* **DATA PROVIDED**:
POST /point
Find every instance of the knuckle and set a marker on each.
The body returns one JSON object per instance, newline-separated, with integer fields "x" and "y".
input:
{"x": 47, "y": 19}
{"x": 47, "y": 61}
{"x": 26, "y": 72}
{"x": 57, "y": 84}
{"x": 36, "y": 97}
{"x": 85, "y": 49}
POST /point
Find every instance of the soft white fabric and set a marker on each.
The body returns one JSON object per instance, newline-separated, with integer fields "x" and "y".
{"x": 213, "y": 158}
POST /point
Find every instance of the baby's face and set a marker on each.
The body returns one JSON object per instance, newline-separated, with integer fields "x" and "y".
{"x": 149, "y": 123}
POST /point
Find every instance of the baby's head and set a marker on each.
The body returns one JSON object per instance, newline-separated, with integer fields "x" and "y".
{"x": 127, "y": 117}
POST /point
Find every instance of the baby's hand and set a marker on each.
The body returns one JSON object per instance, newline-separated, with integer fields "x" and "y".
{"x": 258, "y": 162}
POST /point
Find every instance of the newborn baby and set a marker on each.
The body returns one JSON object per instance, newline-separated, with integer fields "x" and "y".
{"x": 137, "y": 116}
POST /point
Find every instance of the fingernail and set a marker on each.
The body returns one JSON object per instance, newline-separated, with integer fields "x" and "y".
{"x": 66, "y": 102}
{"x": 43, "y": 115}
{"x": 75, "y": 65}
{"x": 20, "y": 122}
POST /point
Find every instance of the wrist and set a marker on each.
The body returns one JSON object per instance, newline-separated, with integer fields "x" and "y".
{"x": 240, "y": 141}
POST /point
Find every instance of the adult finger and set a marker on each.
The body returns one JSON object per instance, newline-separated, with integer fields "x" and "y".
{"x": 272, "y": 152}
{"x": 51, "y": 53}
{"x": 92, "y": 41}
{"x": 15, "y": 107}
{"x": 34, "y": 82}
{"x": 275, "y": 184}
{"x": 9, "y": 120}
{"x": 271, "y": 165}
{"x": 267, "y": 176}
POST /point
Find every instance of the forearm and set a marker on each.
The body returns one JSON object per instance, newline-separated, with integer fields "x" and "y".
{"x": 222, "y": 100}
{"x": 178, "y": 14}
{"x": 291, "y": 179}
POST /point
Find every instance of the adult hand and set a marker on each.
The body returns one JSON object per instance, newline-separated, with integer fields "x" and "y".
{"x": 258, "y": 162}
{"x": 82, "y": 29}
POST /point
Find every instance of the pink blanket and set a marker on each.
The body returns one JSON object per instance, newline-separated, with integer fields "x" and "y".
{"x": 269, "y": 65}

* **STATED GOAL**: Please restate the records in full, word for word.

* **RESPONSE TO THIS TASK**:
POST /point
Find every instance of the knuckle and set a marker on each.
The body returns one JSON object per instance, newline-separated, with integer fields "x" and "y".
input:
{"x": 47, "y": 19}
{"x": 47, "y": 61}
{"x": 26, "y": 72}
{"x": 57, "y": 84}
{"x": 36, "y": 97}
{"x": 85, "y": 49}
POST /point
Find every instance of the soft white fabric and set a marker on each.
The body returns one JSON object per instance, newline-separated, with integer fields "x" and "y".
{"x": 213, "y": 158}
POST /point
Find every instance of the baby's face and set a marker on each.
The body returns one JSON object per instance, newline-separated, with integer fields "x" and "y".
{"x": 149, "y": 123}
POST /point
Find every instance of the baby's head and set a marker on each.
The body returns one JSON object per instance, newline-separated, with integer fields "x" and "y".
{"x": 127, "y": 117}
POST /point
Find every instance of the baby's hand and set a marker on each.
The body returns one JSON object per instance, newline-separated, with integer fields "x" and "y".
{"x": 258, "y": 162}
POST /point
Find every instance of the newborn baby and set a marker on each.
The body returns one JSON object per instance, newline-separated, with integer fields "x" and "y".
{"x": 137, "y": 116}
POST /point
Find every instance of the fingernail and set a marker on each.
The body returns one JSON object per instance, newline-separated, with integer fields "x" and "y".
{"x": 66, "y": 102}
{"x": 43, "y": 115}
{"x": 75, "y": 65}
{"x": 20, "y": 122}
POST /point
Find every instance of the wrist and set a marker on each.
The body returns one JSON object per instance, newline-separated, with integer fields "x" and "y".
{"x": 240, "y": 141}
POST /point
Find every instance of the adult finger and set a marker on each.
The body returns one JSON object per instance, newline-separated, with integer fields "x" and "y".
{"x": 272, "y": 152}
{"x": 51, "y": 53}
{"x": 92, "y": 41}
{"x": 15, "y": 107}
{"x": 34, "y": 82}
{"x": 275, "y": 184}
{"x": 9, "y": 120}
{"x": 271, "y": 165}
{"x": 267, "y": 176}
POST /point
Find every instance of the forearm and set a marker on each.
The body returns one JSON object per instance, newline-separated, with integer fields "x" and "y".
{"x": 222, "y": 100}
{"x": 178, "y": 14}
{"x": 291, "y": 179}
POST /point
Find every instance of the adult hand and set a marker on each.
The body returns one JSON object per instance, newline-separated, with integer fields "x" and "y".
{"x": 258, "y": 162}
{"x": 82, "y": 29}
POST /point
Find every instance of the pink blanket and set a marker on each.
The body returns one JSON object per instance, newline-separated, with integer fields "x" and "y".
{"x": 269, "y": 65}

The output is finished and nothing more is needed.